• _OBJECTIF 1_
D'après le discours sur le site industriel de Smartville, combien d'emplois la MCC a-t-elle déjà créés à Hambach ?
• _OBJECTIF 2_
Reproduisez fidèlement le discours sur le site de Smartville, depuis « Avec la MCC » jusqu'à « du tissu industriel. ».
• _OBJECTIF 3_
Prolongez le discours sur le site industriel de Smartville à la suite de sa dernière phrase.

• _EXTRAIT RETENU_
════════
Monsieur le Président,
Mesdames, Messieurs,
Je vous remercie pour votre accueil et pour cette visite fort instructive. Je sais le succès qu'a remporté votre usine lors de la récente journée du patrimoine. Je suis donc très heureuse de pouvoir profiter de ma venue pour évoquer le nouveau concept d'entreprise que constitue le site industriel de Smartville.
Je vous livrerai ma perception au regard de ma double responsabilité de ministre de l'Aménagement du territoire et de ministre de l'Environnement.
Avec la MCC (Micro Compact Car AG) à Hambach, nous sommes en présence de l'une des plus importantes implantations d'entreprises étrangères en France de ces dernières années. C'est à fois vrai en termes d'emplois : 1 547 emplois d'ores et déjà créés sur les 2 000 emplois prévus, et en termes d'investissements : 2,5 milliards de francs réalisés sur un programme global de 2,7 milliards de francs.
Cette implantation couronne les efforts déployés par les dispositifs de promotion, de prospection et d'accueil des investissements étrangers en France. Sa dimension et son incidence sur l'économie locale sont enviées par les autres régions européennes. Pour la Lorraine, confrontée à de difficiles restructurations industrielles, elle constitue un élément de rebond et de redynamisation du tissu industriel.
════════
• _DONNÉES FOURNIES_
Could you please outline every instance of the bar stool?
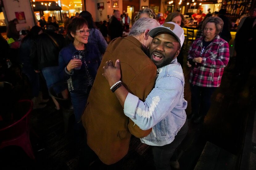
════════
• _RÉSULTAT 1_
1 547 emplois, sur les 2 000 prévus.

• _RÉSULTAT 2_
Avec la MCC (Micro Compact Car AG) à Hambach, nous sommes en présence de l'une des plus importantes implantations d'entreprises étrangères en France de ces dernières années. C'est à fois vrai en termes d'emplois : 1 547 emplois d'ores et déjà créés sur les 2 000 emplois prévus, et en termes d'investissements : 2,5 milliards de francs réalisés sur un programme global de 2,7 milliards de francs.
Cette implantation couronne les efforts déployés par les dispositifs de promotion, de prospection et d'accueil des investissements étrangers en France. Sa dimension et son incidence sur l'économie locale sont enviées par les autres régions européennes. Pour la Lorraine, confrontée à de difficiles restructurations industrielles, elle constitue un élément de rebond et de redynamisation du tissu industriel.

• _RÉSULTAT 3_
Les effectifs de Smartville représentent 7,4 % de la population active du district de Sarreguemines, et j'ai noté que l'immense majorité des salariés de Smartville résidaient dans un rayon de 30 kilomètres autour du site. Ce rapprochement géographique entre domicile et travail réjouit la ministre de l'Aménagement du territoire que je suis, mais aussi la ministre de l'Environnement, car il engendre une baisse de la mobilité contrainte et une meilleure qualité de vie pour les employés de la MCC. La moyenne d'âge de ceux-ci, 29 ans, offre une perspective nouvelle pour les jeunes, et constitue un autre gage d'ancrage territorial..
L'Etat, la Région Lorraine, le département de la Moselle et le District de Sarreguemines se sont mobilisés pour favoriser cette implantation. Le ministère de l'Aménagement du territoire, en raison des enjeux que je viens d'énoncer rapidement, a contribué à ce projet, via la prime d'aménagement du territoire.
Le site d'Hambach-Sarreguemines a été retenu en raison de son positionnement logistique, mais également pour la qualité de son réseau de communications internationales, pour sa position centrale dans le marché européen, et pour son potentiel en main d'uvre qualifiée.
Cette implantation illustre aussi les synergies résultant de l'association de trois pays : la Suisse, l'Allemagne et la France, et des potentialités attachées à la coopération transfrontalière.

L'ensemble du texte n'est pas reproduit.